Task directions
Return only the line that contains "Question. For each instance of the purple basketball" and each line after it, through the last line of the data below, copied exactly.
— Start Extracted information —
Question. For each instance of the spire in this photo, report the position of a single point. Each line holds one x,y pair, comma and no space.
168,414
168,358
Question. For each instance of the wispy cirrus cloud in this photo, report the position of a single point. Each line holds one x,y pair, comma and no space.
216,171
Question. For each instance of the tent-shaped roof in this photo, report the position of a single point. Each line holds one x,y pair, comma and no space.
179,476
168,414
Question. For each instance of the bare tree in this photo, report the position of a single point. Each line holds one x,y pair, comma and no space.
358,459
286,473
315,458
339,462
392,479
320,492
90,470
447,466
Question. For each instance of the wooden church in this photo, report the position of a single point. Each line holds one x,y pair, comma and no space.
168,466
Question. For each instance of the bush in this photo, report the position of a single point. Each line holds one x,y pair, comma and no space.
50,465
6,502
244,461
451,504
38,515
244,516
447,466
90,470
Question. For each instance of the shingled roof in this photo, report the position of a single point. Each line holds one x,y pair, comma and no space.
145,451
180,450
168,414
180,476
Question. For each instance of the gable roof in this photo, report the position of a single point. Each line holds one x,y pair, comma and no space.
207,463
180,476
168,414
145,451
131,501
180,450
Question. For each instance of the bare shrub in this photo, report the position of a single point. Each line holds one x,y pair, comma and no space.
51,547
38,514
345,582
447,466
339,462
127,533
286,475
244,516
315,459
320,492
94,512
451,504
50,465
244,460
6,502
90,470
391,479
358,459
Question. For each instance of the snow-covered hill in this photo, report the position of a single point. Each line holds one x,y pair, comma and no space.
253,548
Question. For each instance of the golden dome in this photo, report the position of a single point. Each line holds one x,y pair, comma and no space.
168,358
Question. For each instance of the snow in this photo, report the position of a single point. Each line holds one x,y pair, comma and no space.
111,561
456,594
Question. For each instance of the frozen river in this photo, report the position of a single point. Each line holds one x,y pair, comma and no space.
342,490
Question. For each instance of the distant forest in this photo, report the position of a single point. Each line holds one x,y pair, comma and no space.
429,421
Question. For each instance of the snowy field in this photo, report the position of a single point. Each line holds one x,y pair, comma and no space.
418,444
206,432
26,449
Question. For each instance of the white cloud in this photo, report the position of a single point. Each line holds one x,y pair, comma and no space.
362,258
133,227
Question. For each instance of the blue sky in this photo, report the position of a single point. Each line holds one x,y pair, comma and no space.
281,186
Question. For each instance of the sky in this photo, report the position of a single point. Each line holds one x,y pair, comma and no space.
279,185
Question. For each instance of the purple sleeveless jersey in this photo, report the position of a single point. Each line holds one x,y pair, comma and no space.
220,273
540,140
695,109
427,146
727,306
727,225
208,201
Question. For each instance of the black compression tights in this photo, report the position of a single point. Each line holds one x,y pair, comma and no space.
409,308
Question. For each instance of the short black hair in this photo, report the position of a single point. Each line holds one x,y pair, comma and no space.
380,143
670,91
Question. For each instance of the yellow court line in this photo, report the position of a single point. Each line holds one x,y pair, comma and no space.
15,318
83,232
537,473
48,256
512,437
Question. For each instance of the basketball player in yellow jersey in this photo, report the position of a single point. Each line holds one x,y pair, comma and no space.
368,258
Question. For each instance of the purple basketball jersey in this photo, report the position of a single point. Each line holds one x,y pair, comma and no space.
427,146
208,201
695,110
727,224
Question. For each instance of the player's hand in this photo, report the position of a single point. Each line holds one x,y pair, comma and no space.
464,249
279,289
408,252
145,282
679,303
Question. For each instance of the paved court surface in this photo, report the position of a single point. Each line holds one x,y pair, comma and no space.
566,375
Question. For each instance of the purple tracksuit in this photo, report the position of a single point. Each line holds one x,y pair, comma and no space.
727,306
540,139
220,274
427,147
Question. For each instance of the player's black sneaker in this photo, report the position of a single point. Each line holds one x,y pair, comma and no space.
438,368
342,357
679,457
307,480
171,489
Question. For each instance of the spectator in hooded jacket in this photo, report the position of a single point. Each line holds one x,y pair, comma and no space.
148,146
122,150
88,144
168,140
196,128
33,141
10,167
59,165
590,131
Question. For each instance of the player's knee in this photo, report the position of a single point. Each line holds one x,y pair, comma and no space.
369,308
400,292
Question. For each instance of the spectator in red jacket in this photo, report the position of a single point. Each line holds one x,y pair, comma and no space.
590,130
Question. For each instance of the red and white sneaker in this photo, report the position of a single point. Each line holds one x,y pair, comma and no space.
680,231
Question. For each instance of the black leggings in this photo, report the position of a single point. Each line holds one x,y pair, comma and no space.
— End Extracted information —
Completed exercise
Question. For each instance of the purple basketball jersey in this photo, report the position of a single point. Each line holds one x,y pair, comma and no space.
427,146
208,201
695,110
727,224
Question. For each instance of the player's hand in this photo, report the position of a single point. Each line holds one x,y pair, comma and no space.
464,249
279,289
408,252
145,282
679,303
Question. For each instance of the paved court surface in this photo, report the position of a single point. Each line holds one x,y pair, comma and no space.
566,375
Question. For each instance of the purple tracksuit in this photo, report the position of a single point. Each line holds one x,y pair, comma and no space.
727,306
540,139
220,274
427,147
Question. For each instance of the player's black sneaker in this photo, report the position of a single point. Each line holds one x,y pair, comma and no space.
438,368
342,357
679,457
307,480
171,489
Question. For each instance of the spectator in hooded jacket in this photo, report the position of a single point. Each line holds one x,y pair, comma and no space.
148,146
122,150
88,144
168,140
196,128
33,141
10,167
59,165
590,131
Question. For each instance of the player's knee in this photo, report the position of a single point. Each line holds one x,y pair, comma and no space.
369,308
400,292
Question. For each instance of the spectator in red jacket in this photo, report the position of a single point. Each line holds one x,y pair, comma and no space.
590,130
Question. For each instance of the red and white sneaker in this photo, report the position of a single point. Each line holds one x,y pair, comma and no space.
680,231
Question. For each instance of the black leggings in this photo, report the position of a single point. Each line holds one x,y pair, comma and no space.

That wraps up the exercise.